Text shown:
************
PC Magazine‘s July 17, 2007 issue features a Cover Story on “Five Ideas That Will Reinvent Modern Computing”. One of the five technologoies is on IBM Research’s work on Cognitive Computing. The following is an excerpt from the story.
It could be the most ambitious computer science project of all time. At IBM’s Almaden Research Center, just south of South Francisco, Dharmendra Modha and his team are chasing the holy grail of artificial intelligence. They aren’t looking for ways of mimicking the human brain, they’re looking to build one-neuron by neuron, synapse by synapse.
“We’re trying to take the entire range of qualitative neuroscientific data and integrate it into a single unified computing platform,” says Modha. “The idea is to re-create the ‘wetware’ brain using hardware and software.”
The project is particularly daunting when you consider that modern neurology has yet to explain how the brain actually works. Yes, we know the fundamentals. But we can’t be sure of every biological transaction, all the way down to the cellular level. Three years into this Cognitive Computing project, Modha’s team isn’t just building a brain from an existing blueprint. They’re helping to create the blueprint as they build. It’s reverse engineering of the highest order.
Their first goal is to build a “massively parallel cortical simulator” that re-creates the brain of a mouse, an organ 3,500 times less complex than a human brain (if you count each individual neuron and synapse). But even this is an undertaking of epic proportions. A mouse brain houses over 16 million neurons, with more than 128 billion synapses running between them. Even a partial simulation stretches the boundaries of modern hardware. No, we don’t mean desktop hardware. We’re talkin’ supercomputers.
************
Data excerpts:
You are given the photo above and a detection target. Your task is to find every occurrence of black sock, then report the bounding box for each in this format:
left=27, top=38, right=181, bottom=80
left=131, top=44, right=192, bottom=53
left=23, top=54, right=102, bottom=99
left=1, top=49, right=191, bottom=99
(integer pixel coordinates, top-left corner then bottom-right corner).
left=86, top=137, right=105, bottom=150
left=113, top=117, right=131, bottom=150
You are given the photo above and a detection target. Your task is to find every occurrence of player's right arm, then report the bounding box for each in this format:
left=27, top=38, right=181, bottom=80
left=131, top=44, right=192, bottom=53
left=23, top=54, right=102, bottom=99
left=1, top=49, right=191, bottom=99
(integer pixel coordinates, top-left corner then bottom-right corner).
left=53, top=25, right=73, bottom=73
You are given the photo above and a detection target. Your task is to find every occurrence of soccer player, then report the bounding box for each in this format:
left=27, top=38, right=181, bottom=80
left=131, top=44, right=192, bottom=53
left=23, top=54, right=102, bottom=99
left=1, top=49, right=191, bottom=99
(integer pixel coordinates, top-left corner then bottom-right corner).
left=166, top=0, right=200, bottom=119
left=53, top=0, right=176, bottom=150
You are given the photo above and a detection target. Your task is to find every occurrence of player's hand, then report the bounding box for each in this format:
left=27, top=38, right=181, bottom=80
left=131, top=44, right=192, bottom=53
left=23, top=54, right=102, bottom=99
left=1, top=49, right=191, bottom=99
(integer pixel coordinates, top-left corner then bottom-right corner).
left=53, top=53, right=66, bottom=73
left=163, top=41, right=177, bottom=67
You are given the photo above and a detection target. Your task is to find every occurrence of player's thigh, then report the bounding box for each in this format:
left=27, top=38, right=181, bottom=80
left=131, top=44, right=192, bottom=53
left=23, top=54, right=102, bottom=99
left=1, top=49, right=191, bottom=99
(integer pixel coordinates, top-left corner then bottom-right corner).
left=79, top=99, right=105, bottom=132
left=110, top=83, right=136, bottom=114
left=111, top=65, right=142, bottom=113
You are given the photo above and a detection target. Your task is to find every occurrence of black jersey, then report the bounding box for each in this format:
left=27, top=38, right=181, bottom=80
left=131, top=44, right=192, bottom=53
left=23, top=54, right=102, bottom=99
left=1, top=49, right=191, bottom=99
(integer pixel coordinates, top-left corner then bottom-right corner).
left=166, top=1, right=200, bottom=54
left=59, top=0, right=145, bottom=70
************
What to work on:
Copy the text on IBM's cognitive computing project starting at "PC Magazine‘s July" and ending at "synapse by synapse.", swapping "holy grail" for "ultimate prize".

Exercise output:
PC Magazine‘s July 17, 2007 issue features a Cover Story on “Five Ideas That Will Reinvent Modern Computing”. One of the five technologoies is on IBM Research’s work on Cognitive Computing. The following is an excerpt from the story.
It could be the most ambitious computer science project of all time. At IBM’s Almaden Research Center, just south of South Francisco, Dharmendra Modha and his team are chasing the ultimate prize of artificial intelligence. They aren’t looking for ways of mimicking the human brain, they’re looking to build one-neuron by neuron, synapse by synapse.